**Exercise brief**:
Every record is to be returned as written, with no omissions.

━━ Supplied material ━━

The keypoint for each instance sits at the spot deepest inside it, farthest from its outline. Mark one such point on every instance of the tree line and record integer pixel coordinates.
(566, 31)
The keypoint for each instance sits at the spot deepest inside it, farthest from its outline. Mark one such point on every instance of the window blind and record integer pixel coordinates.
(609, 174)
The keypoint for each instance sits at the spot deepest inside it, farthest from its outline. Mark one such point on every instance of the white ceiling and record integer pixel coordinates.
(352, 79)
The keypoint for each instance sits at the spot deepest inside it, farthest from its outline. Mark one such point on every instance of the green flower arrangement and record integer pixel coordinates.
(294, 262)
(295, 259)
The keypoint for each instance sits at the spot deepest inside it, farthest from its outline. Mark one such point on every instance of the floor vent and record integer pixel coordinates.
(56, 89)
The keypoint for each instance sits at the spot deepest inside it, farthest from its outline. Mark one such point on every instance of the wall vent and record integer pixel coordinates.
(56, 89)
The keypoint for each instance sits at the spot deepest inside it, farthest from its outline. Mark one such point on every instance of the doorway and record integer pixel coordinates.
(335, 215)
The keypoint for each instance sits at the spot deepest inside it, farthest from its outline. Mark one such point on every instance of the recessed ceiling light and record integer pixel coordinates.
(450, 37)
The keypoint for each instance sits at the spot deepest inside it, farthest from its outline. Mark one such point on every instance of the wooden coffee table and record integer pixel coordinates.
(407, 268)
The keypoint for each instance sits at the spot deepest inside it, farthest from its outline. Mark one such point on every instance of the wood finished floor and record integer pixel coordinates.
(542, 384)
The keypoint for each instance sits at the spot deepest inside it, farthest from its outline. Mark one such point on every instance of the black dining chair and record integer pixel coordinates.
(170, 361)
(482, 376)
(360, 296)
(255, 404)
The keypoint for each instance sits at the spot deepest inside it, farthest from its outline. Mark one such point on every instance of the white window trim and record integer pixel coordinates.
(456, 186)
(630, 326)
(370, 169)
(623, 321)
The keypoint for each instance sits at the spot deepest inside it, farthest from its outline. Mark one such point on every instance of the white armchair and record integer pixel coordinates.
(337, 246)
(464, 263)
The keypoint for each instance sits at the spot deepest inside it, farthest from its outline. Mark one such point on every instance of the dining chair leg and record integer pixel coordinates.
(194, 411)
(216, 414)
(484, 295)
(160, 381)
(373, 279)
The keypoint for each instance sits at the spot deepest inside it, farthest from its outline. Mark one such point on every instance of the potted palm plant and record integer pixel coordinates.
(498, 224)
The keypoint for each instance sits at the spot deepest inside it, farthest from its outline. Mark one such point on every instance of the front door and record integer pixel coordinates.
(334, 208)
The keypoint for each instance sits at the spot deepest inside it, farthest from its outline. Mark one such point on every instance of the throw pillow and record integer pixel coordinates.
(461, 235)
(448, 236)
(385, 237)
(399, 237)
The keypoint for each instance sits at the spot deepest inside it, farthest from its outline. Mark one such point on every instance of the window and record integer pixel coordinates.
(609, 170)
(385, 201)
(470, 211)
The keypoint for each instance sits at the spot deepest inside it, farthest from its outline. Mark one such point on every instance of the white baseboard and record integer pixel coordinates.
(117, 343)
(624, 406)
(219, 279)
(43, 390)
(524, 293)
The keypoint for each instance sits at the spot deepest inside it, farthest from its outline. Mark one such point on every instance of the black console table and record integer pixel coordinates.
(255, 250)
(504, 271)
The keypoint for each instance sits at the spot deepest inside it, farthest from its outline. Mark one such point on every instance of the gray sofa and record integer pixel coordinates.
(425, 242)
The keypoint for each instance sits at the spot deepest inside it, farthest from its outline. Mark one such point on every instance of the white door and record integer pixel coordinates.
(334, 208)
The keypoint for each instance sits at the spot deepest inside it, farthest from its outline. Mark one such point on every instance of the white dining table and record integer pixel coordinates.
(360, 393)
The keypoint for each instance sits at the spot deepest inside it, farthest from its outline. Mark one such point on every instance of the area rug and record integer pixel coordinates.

━━━

**Result**:
The keypoint for each instance sits at the spot deepest inside it, farthest from its outline. Mark one such point on every instance of the tree line and record integer pixel coordinates.
(566, 31)
The keypoint for each instance sits at the spot deepest inside it, farthest from its outline. Mark one such point on every instance of the window blind and record integer pixel coordinates.
(609, 174)
The keypoint for each instance sits at the spot deepest inside it, farthest from its outline. Mark one such point on every instance of the white ceiling and record integer pixel coordinates.
(352, 79)
The keypoint for each instance sits at the spot deepest inside it, farthest from its outline. Mark one such point on every instance of the green flower arrangement and record integer pixel coordinates.
(294, 262)
(295, 259)
The keypoint for each instance sits at the spot deepest inside it, farthest from its outline. Mark one such point on every instance of the floor vent and record integer pixel coordinates.
(56, 89)
The keypoint for each instance sits at the spot deepest inside it, farthest from its outline. Mark one such point on every instance of the wall vent and record integer pixel coordinates.
(56, 89)
The keypoint for each instance sits at the spot deepest inside it, farthest from its outline. Mark one such point on every instance of the doorway and record integer pixel coordinates.
(335, 215)
The keypoint for each instance sits at the spot deepest inside it, farthest from its outline. Mark one such point on every instance of the recessed ceiling light and record integer pixel coordinates.
(450, 37)
The keypoint for each instance sits at the spot deepest inside it, farthest from its outline. Mark one such point on every instance of the wooden coffee table and record integer pixel coordinates.
(407, 268)
The keypoint for each instance sits at the spot deepest inside it, farthest from its outline. Mark one such point on every instance of the wood finished floor and record integer pixel coordinates.
(542, 384)
The keypoint for each instance sits at the spot deepest inside it, farthest from its outline. Mark one such point on every instance of the black dining chair and record integer pixel coordinates.
(170, 361)
(482, 376)
(360, 296)
(255, 404)
The keypoint for each instance sits at the spot deepest inside it, farthest from its outline. Mark one such point on every instance of the white window trim and record integer pixel coordinates.
(456, 186)
(630, 326)
(370, 169)
(623, 321)
The keypoint for each instance sits at the spot deepest inside it, farthest from its outline. Mark one such point on every instance of the white armchair and record integer pixel coordinates.
(337, 246)
(464, 263)
The keypoint for each instance sits at the spot deepest inside it, farthest from its outline. Mark one such point on every instance of the dining chair leg and record integer pixel coordinates.
(194, 411)
(216, 414)
(484, 295)
(160, 381)
(373, 279)
The keypoint for each instance sits at the spot deepest inside it, farthest from its outline. Mark one such point on every instance of the potted palm plant and record integer pixel coordinates.
(498, 224)
The keypoint for each instance sits at the spot deepest inside it, farthest from its outline. Mark one such point on every instance of the front door and record integer pixel coordinates.
(334, 208)
The keypoint for each instance sits at the spot deepest inside it, farthest from its outline. Mark one such point on every instance of the throw pillow and record integer pixel coordinates.
(461, 235)
(448, 236)
(385, 237)
(399, 237)
The keypoint for each instance sits at the spot deepest inside it, farthest from its outline. Mark one such point on every instance of the window and record integer pixel coordinates.
(609, 170)
(385, 201)
(470, 211)
The keypoint for each instance sits at the spot deepest inside it, farthest from its outline. Mark one such point on every instance of the white baseboard and record integer pixel coordinates.
(117, 343)
(624, 406)
(219, 279)
(43, 390)
(524, 293)
The keypoint for each instance sits at the spot deepest inside it, farthest from its outline. Mark one such point on every instance of the black console table and record integer pixel coordinates.
(255, 250)
(504, 271)
The keypoint for each instance sits at the spot deepest inside it, farthest from its outline. Mark one such point on every instance of the gray sofa and record integer pixel coordinates.
(425, 242)
The keypoint for each instance sits at the spot deepest inside it, farthest from its outline. Mark one such point on every instance of the white door and record integer pixel coordinates.
(334, 208)
The keypoint for each instance sits at the spot deepest inside it, farthest from its outline. Mark one such point on every instance of the white dining table and record integer pixel coordinates.
(360, 393)
The keypoint for each instance sits at the spot deepest inside it, farthest from its outline. Mark one such point on every instance of the area rug and record integer pixel coordinates.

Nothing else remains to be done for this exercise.